### Vorliegender Text

Indem ein Kfz-Händler einem Kunden ein vorausgefülltes Bestellformular zur Unterschrift vorlegt, gibt er üblicherweise kein auf den Abschluss eines Kaufvertrages gerichtetes Angebot i. S. des § 145 BGB ab. Vielmehr trägt regelmäßig der Kunde dem Händler den Abschluss eines Kaufvertrages an, indem er die Angaben im Bestellformular ergänzt und das Formular unterschreibt.
LG Berlin, Urteil vom 20.11.2015 – 12 O 79/15
Sachverhalt: Die Parteien streiten um Schadensersatz wegen der ausgebliebenen Lieferung eines Neuwagens.

######
### Gegebene Angaben

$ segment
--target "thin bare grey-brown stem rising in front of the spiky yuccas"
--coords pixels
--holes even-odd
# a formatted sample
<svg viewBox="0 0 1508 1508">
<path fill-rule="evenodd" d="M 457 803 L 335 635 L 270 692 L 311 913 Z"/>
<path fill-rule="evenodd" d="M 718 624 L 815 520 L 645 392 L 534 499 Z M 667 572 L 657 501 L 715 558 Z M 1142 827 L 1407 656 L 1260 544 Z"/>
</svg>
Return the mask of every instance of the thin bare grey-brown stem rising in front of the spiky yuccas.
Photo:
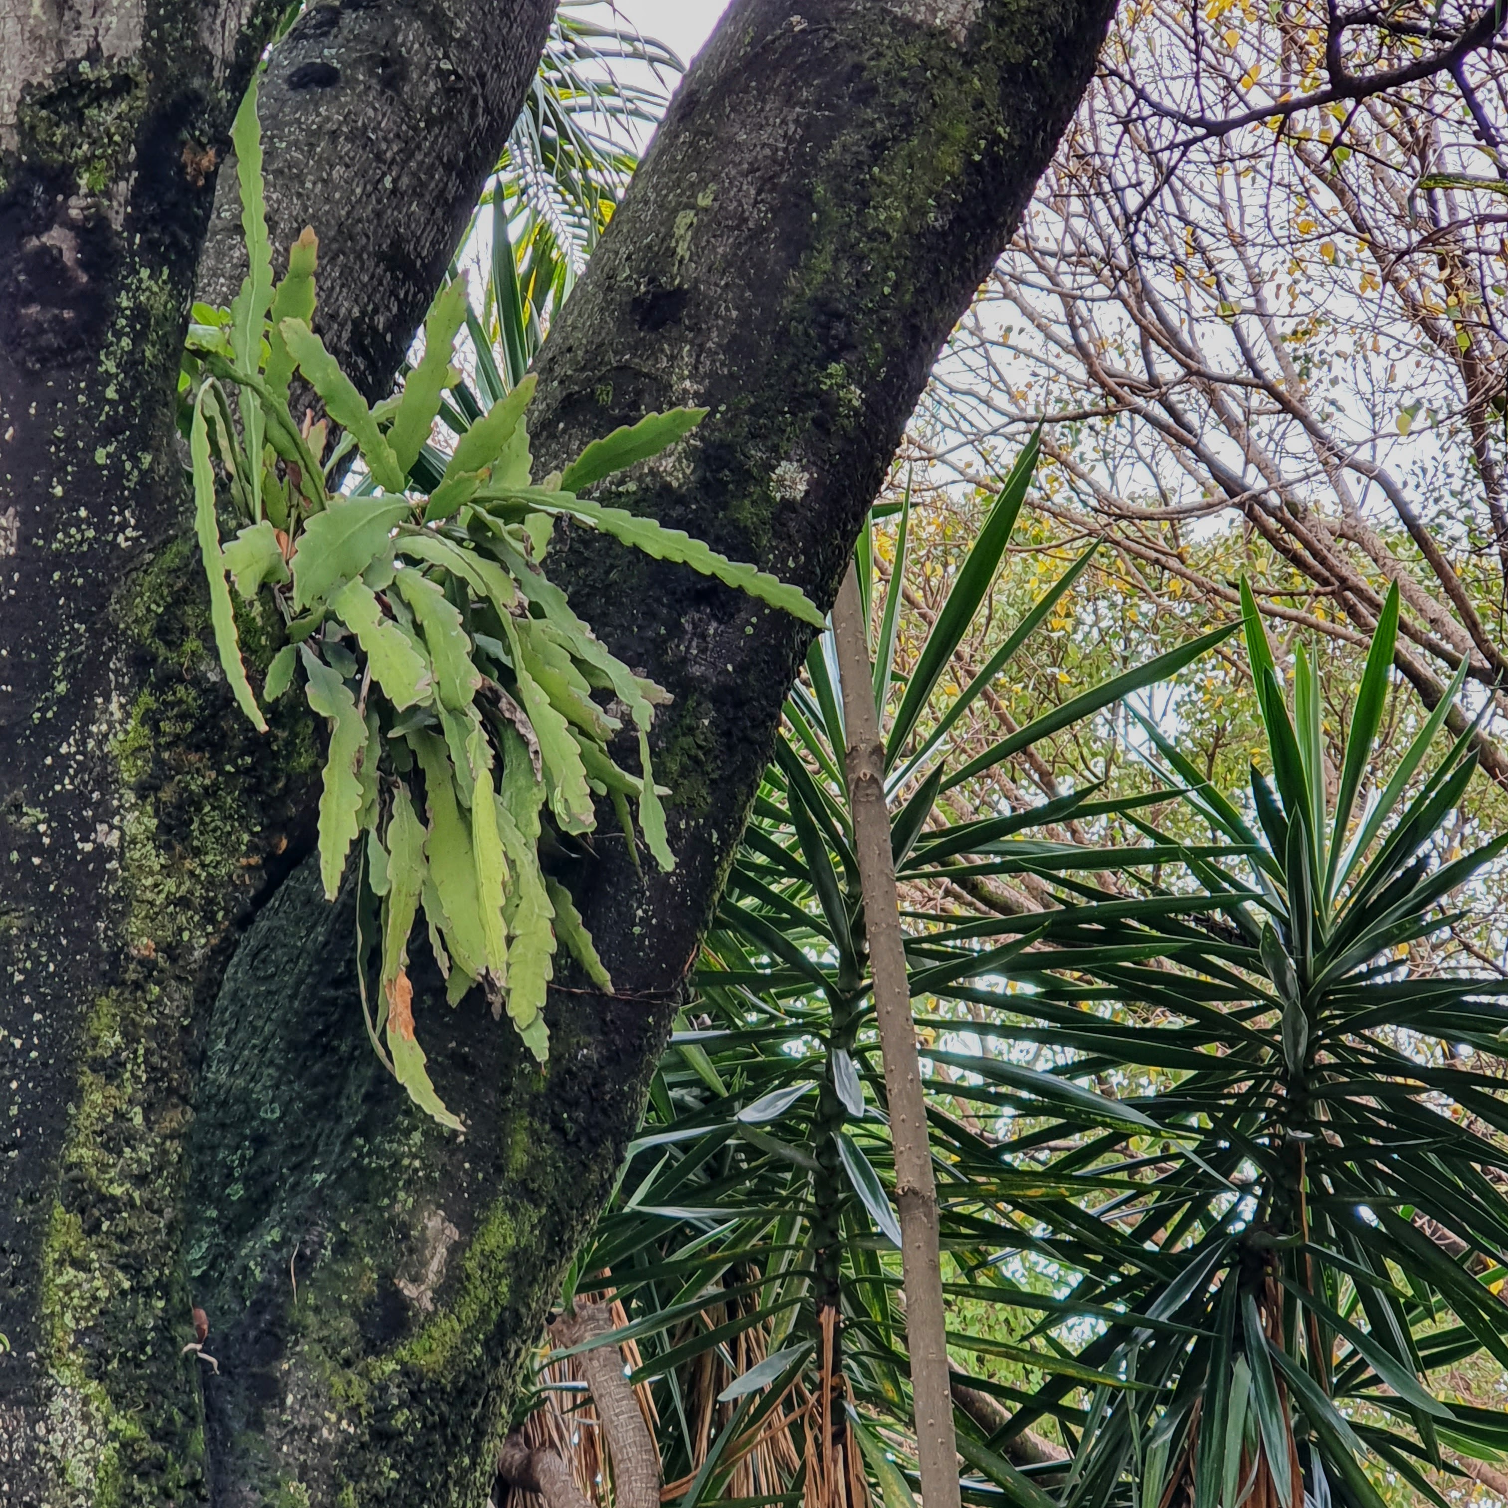
<svg viewBox="0 0 1508 1508">
<path fill-rule="evenodd" d="M 959 1508 L 958 1448 L 949 1383 L 942 1267 L 938 1252 L 938 1196 L 932 1181 L 927 1113 L 911 1022 L 911 985 L 896 902 L 896 869 L 885 810 L 885 749 L 879 737 L 869 633 L 858 578 L 847 575 L 832 608 L 838 671 L 843 679 L 843 725 L 847 737 L 849 807 L 864 888 L 869 961 L 885 1062 L 885 1093 L 896 1149 L 896 1202 L 900 1206 L 900 1264 L 906 1289 L 906 1345 L 915 1402 L 917 1455 L 926 1508 Z"/>
</svg>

######

*Deine Aufgabe:*
Zähle alle Handlungen auf, die dem Kunden im vorliegenden Text zugeschrieben werden. Die Datensätze haben mit dem Text nichts zu tun.

*Lösung:*
- Er ergänzt die Angaben im Bestellformular.
- Er unterschreibt das Formular.
- Er trägt dem Händler den Abschluss eines Kaufvertrages an.